TASK LIST:
• a. Answer these questions using the forum thread.
(i) What head badge is riveted on the bike?
(ii) Which brand do the tank and rear hub look like?
(iii) Which website does dave the wave say to search?
• b. From the forum thread, extract the stretch from "# help answer" through "wave (Oct 22, 2013)".

SOURCE TEXT:
========
# help answer questions on this bike



## M & M cycle (Oct 22, 2013)

Hi, this is a bike my 16 year old Son recently picked up, can anybody tell us the year, what the correct grips and seat would look like and where can we find a rear fender bracket and rivets for this type bike, it was purchased from the original owner, nice original paint,it has a J C Higgins head badge riveted on, the tank and rear hub look like Elgin but we don't know much about either, its one of his favorites and we want some more info and would like to find a correct seat and grips, thanks for your help, M & M


----------



## dave the wave (Oct 22, 2013)

go to nostalgic.net and search the archives.you will find the correct parts and such for all the bikes you to put together to sell on ebay.with "your 16yr. old son"isn't that your business anyway?this is a form for collectors "not to pump you guys for info to improve my ebay sales." i believe this is one of your recent sale.    http://www.ebay.com/itm/370889455597...84.m1438.l2648    that was very well done.I am all for teaching the yungens' how to become succsessfull in life by teaching them to sell on ebay.but,this is a collectors forum for bike collectors NOT A PUMP YOU GUYS FOR INFO TO BOOST MY EBAY SALES. aren't you the guy who is ebayer Luke5.4 ? eagle lake MN. ? who use the sales pitch "MY 16 yr. old sons bike" ?


----------



## M & M cycle (Oct 22, 2013)
========
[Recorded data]
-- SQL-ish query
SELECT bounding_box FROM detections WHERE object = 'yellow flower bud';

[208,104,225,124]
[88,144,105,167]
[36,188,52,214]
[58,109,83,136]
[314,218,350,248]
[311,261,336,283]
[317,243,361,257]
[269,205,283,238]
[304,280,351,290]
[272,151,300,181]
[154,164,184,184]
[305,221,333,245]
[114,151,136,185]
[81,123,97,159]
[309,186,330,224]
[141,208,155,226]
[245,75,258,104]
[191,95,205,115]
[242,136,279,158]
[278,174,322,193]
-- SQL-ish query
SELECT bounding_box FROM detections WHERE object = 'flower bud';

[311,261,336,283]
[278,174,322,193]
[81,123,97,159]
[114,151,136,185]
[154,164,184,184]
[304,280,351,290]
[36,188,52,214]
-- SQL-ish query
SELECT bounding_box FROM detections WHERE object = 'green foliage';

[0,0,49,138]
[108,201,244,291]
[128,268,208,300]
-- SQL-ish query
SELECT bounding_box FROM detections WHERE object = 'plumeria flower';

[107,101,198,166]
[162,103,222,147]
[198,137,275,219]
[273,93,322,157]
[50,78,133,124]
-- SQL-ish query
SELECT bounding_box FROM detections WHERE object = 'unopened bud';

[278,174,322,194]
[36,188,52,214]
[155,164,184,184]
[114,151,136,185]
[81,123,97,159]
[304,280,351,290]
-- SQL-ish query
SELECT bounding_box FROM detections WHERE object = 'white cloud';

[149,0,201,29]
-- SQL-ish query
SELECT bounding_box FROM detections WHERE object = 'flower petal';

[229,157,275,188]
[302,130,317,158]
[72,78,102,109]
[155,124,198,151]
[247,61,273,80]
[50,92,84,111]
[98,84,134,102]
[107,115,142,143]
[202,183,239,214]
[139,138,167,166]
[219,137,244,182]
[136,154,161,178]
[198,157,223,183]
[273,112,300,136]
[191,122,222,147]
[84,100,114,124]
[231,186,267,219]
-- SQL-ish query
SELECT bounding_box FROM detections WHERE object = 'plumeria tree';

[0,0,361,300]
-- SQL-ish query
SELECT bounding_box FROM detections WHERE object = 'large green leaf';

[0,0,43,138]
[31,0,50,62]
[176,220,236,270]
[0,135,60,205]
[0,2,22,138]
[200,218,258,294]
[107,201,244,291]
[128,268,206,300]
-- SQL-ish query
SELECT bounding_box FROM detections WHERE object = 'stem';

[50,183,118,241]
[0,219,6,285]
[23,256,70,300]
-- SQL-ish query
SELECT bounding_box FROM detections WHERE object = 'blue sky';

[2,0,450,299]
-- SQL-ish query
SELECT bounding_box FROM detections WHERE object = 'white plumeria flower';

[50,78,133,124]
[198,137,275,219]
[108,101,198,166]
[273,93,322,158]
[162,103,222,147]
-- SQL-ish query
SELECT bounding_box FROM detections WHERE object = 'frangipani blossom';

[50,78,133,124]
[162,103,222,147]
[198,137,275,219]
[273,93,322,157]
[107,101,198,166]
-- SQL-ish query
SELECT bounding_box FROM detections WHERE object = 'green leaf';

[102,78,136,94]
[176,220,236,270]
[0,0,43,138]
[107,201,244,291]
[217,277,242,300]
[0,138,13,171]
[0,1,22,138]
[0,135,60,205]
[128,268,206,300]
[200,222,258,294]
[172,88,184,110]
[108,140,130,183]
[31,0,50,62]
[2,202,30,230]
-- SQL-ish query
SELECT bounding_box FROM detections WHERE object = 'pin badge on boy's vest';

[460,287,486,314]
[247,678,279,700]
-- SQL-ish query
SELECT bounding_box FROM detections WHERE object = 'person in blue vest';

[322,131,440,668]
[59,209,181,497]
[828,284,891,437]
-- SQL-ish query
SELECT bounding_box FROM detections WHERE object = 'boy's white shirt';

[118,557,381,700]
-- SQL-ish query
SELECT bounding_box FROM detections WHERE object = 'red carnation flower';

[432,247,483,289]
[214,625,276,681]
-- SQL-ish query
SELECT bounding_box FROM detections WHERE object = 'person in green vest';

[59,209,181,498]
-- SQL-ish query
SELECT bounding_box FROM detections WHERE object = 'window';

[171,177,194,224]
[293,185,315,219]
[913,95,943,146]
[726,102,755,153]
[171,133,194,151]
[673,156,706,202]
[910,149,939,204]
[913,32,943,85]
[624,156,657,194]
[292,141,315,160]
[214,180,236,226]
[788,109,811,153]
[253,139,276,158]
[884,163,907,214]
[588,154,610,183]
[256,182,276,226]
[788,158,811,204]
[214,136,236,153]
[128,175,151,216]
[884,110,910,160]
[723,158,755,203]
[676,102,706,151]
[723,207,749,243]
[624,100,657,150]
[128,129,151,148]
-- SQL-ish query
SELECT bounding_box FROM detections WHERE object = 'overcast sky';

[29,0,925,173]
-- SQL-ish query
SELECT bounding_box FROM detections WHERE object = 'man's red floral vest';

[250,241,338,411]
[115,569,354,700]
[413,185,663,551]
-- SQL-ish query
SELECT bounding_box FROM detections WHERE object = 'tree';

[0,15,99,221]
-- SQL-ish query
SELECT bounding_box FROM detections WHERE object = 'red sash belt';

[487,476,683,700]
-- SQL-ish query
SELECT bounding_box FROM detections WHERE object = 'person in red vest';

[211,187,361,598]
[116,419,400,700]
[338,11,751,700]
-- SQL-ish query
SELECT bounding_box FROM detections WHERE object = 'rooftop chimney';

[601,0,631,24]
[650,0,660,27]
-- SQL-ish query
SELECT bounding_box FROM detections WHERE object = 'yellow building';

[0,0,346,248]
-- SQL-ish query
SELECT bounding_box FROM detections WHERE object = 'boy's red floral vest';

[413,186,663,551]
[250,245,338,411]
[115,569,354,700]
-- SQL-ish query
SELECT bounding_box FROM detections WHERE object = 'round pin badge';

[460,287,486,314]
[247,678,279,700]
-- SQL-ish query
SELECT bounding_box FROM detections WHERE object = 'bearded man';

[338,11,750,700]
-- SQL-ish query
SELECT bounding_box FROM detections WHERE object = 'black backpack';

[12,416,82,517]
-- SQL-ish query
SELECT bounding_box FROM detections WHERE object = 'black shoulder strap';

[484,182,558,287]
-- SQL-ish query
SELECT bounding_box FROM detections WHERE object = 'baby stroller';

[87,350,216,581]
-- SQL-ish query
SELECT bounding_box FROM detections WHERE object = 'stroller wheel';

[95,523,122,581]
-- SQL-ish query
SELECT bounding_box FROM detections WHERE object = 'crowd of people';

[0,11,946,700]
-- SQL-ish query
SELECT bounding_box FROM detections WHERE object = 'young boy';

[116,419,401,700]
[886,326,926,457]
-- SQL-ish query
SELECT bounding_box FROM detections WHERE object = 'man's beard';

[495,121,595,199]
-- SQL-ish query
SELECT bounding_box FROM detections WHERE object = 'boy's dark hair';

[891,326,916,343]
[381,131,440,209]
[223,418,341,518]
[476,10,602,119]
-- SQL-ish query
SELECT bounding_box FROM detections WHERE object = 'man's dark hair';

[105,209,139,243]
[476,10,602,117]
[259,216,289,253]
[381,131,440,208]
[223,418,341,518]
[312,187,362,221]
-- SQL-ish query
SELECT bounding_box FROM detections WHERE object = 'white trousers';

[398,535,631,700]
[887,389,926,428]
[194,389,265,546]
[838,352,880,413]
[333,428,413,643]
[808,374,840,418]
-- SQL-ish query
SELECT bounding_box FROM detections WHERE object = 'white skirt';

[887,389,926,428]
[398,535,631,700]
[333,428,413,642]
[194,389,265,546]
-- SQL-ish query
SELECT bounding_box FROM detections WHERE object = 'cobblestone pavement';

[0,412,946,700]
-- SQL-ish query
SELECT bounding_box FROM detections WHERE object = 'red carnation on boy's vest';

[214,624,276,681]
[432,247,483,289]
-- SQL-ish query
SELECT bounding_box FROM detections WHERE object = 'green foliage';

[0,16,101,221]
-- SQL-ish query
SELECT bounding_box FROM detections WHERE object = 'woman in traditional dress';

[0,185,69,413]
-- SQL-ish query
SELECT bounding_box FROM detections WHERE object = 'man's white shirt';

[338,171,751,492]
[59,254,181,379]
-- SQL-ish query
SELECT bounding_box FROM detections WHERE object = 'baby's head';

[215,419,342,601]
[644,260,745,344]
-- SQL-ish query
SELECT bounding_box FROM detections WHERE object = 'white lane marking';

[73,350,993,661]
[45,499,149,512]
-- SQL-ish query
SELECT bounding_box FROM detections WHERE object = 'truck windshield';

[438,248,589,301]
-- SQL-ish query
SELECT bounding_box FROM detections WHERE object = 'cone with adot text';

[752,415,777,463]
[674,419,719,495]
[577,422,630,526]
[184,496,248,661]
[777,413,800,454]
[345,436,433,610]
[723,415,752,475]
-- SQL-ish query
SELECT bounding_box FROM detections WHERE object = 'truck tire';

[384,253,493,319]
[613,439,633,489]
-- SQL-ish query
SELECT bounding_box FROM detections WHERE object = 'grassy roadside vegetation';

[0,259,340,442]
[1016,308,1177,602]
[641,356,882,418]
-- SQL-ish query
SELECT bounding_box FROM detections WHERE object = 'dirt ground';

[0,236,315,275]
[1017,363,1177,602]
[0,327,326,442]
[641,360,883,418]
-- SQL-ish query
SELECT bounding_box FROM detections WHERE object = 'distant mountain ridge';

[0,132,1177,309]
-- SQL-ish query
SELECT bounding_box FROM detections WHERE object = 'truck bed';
========
RESPONSES TO THE TASKS:
• a.
(i) J C Higgins
(ii) Elgin
(iii) nostalgic.net

• b.
# help answer questions on this bike



## M & M cycle (Oct 22, 2013)

Hi, this is a bike my 16 year old Son recently picked up, can anybody tell us the year, what the correct grips and seat would look like and where can we find a rear fender bracket and rivets for this type bike, it was purchased from the original owner, nice original paint,it has a J C Higgins head badge riveted on, the tank and rear hub look like Elgin but we don't know much about either, its one of his favorites and we want some more info and would like to find a correct seat and grips, thanks for your help, M & M


----------



## dave the wave (Oct 22, 2013)